=== SUPPLIED PASSAGE ===
Finally, Plaintiff's claim for violation of California's False Advertising statute, California Civil Code section 17500, fails to provide Defendants fair notice of the nature of the claim. Plaintiff's conclusory allegation that "Defendants fabricated facts and figures that would show the plaintiff had the ability to repay the subject loan" is fatally vague without identifying the date, time, or speaker. To state a claim under section 17500, a Plaintiff must establish that "members of the public are likely to be deceived" by an entity's misleading statements. E.g. In re Tobacco II Cases, 46 Cal.4th 298, 311 (Cal. Ct. App. 2009). As the complaint is devoid of what misleading or deceptive statements were made to Plaintiff, Defendants do not have fair notice of the nature of the claim.
Plaintiff's "predatory lending" claim is DISMISSED, with prejudice.
B. Second Claim for Relief: RESPA
Plaintiff's second claim for relief alleges Defendants failed to respond to a qualified written request in violation of RESPA. With respect to Plaintiff's claim for violation of 12 U.S.C. 2605(e)(2), the complaint fails to alleges facts sufficient to establish that Plaintiff actually sent a qualified written request ("QWR") to any Defendant subject to RESPA's requirements. Further, the FAC does not allege the purpose of the QWR Plaintiff allegedly sent to "Defendants." Because the purpose of the QWR Plaintiff sent is material to ascertaining the nature of the alleged RESPA violation, see, e.g., Patacsil v. Wilshire Credit Corp., 2010 U.S. Dist. LEXIS 10414 * 12 (E.D. Cal. 2010) (distinguishing between QWR related to loan origination from QWR related to servicing errors), the FAC's conclusory, vague allegations do not provide Defendants fair notice of Plaintiff's claim and do not comply with Rule 8. Similarly, Plaintiff's vague, conclusory allegation that "Defendants individually or collectively received kickbacks, unearned fees, or a thing of value as part of the real estate settlement" does not meet Rule 8's notice requirement.

=== DATA LINES ===
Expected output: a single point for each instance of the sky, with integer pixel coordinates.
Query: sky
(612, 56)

=== SHORT EXERCISE ===
Write the next part of the court order on the plaintiff's loan claims, starting right after its final sentence.

=== RESPONSE ===
With respect to Plaintiff's claim under 12 U.S.C. 2605(a), the complaint fails to allege facts sufficient to establish that the subject loan entailed assignment, sale, or transfer rights such that the notice requirements of section 2605(a) applied to it. Plaintiff's RESPA claims are dismissed, with prejudice.
C. Third Claim for Relief: Unfair Competition Law Claims
Plaintiff's third claim for relief alleges violation of California Business and Professions Code 17200 and 17500, California's Unfair Competition Law ("UCL").
The FAC does not allege facts supporting Plaintiff's claims under California's UCL; instead, the complaint advances conclusory allegations stating that "Defendants" generally extend loans to "borrowers" without providing "sufficient, accurate, and understandable" information. (FAC at 10). Plaintiff alleges Defendants engaged in conduct that violates the "spirit" of various state and federal statutes, however, the FAC does not allege sufficient facts to support such allegations. Plaintiff's UCL claim is DISMISSED, with prejudice.
D. Fourth Claim for Relief: Conspiracy to Commit Fraud, Conversion
Plaintiff's fourth claim for relief alleges conspiracy to commit fraud and conversion. Federal Rule of Civil Procedure 9(b) imposes an elevated pleading standard with respect to fraud claims. Rule 9(b) provides:
In alleging fraud or mistake, a party must state with particularity the circumstances constituting fraud or mistake. Malice, intent, knowledge, and other conditions of a person's mind may be alleged generally.
"To comply with Rule 9(b), allegations of fraud must be specific enough to give defendants notice of the particular misconduct which is alleged to constitute the fraud." Swartz v. KPMG LLP, 476 F.3d 756, 764 (9th Cir. 2007) (internal quotation marks omitted). Allegations of fraud must include the "time, place, and specific content of the false representations as well as the identities of the parties to the misrepresentations." Id. (internal quotation marks omitted). The "[a]verments of fraud must be accompanied by the who, what, when, where, and how of the misconduct charged." Kearns v. Ford Motor Co., 567 F.3d 1120, 1124 (9th Cir. 2009) (internal quotation marks omitted). A plaintiff alleging fraud "must set forth more than the neutral facts necessary to identify the transaction. The plaintiff must set forth what is false or misleading about a statement, and why it is false." Vess v. Ciba-Geigy Corp. USA, 317 F.3d 1097, 1106 (9th Cir. 2003).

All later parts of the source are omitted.